* START DOCUMENT SECTION *
Section 28(1) provides:
An examiner may summon a person to appear before the examiner at
an examination to give evidence and to produce such documents or
other things (if any) as are referred to in the summons.
(1A) Before issuing a summons under subsection (1), the examiner
must be satisfied that it is reasonable in all the circumstances to
do so. The examiner must also record in writing the reasons for the
issue of the summons.
At the committal proceedings on 10 November,
counsel for the ACC applied to have both subpoenas struck out as an
abuse of process on the grounds that they served no legitimate
forensic purpose and constituted a mere fishing expedition. The
Magistrate rejected the application to have the subpoena struck
out. The Magistrate found:
To demand that a person, say, takes an oath or
affirmation, but in the context of this proceeding, there must be,
first, a summons properly issued in compliance with the powers
pursuant to s. 28 of the Australian Crime Commission Act 2002. It
is legitimate for a concern to be raised in relation to the
exercise of that power, particularly when there is no record within
the materials itself as to whether or not the examiner has put his
reasons in writing.
[13]
The ACC appealed this decision to the
Victorian Supreme Court.
On 23 August 2007, Justice Smith handed down
his decision, dismissing the appeal. Justice Smith found:
counsel for the plaintiff [ACC] properly conceded in this
proceeding, a condition precedent to the validity of the issuing of
the examination summons - namely, the existence of a document
recording the examiner s reasons for issuing the examination
summons, such document to be in existence before the
examination summons was issued. Ultimately, it mattered
not whether this was a matter on which the prosecution or the
defence bore the onus of proof. It was plain that Brereton chose to
put in issue the question of whether that pre-condition had been
satisfied. While the Act significantly qualifies the right to
silence there is nothing in the Act which:
- prevents a person charged with the offence in question putting
in issue the validity of the examination summons; or
- limits the ways in which that validity may be challenged.
The pre-conditions are no doubt specified because of the
significant in-roads made to the right to silence and the need to
ensure that the power is properly exercised.
* END DOCUMENT SECTION *
* START DATA EXCERPTS *
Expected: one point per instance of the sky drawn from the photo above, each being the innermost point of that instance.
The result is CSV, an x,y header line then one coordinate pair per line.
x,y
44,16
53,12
* END DATA EXCERPTS *
• [TASK REQUIREMENTS]
(1) Using the summons excerpt, answer these:
(a) On what date did Justice Smith hand down his decision?
(b) To which court did the ACC appeal the Magistrate's decision?
(c) Under subsection (1A), what must the examiner record in writing?
(2) Print the part of the summons excerpt that opens with the words containing "At the committal" and closes with "reasons in writing.".

• [ANSWERS TO EACH TASK]
(1)
(a) 23 August 2007
(b) The Victorian Supreme Court
(c) The reasons for the issue of the summons

(2)
At the committal proceedings on 10 November,
counsel for the ACC applied to have both subpoenas struck out as an
abuse of process on the grounds that they served no legitimate
forensic purpose and constituted a mere fishing expedition. The
Magistrate rejected the application to have the subpoena struck
out. The Magistrate found:
To demand that a person, say, takes an oath or
affirmation, but in the context of this proceeding, there must be,
first, a summons properly issued in compliance with the powers
pursuant to s. 28 of the Australian Crime Commission Act 2002. It
is legitimate for a concern to be raised in relation to the
exercise of that power, particularly when there is no record within
the materials itself as to whether or not the examiner has put his
reasons in writing.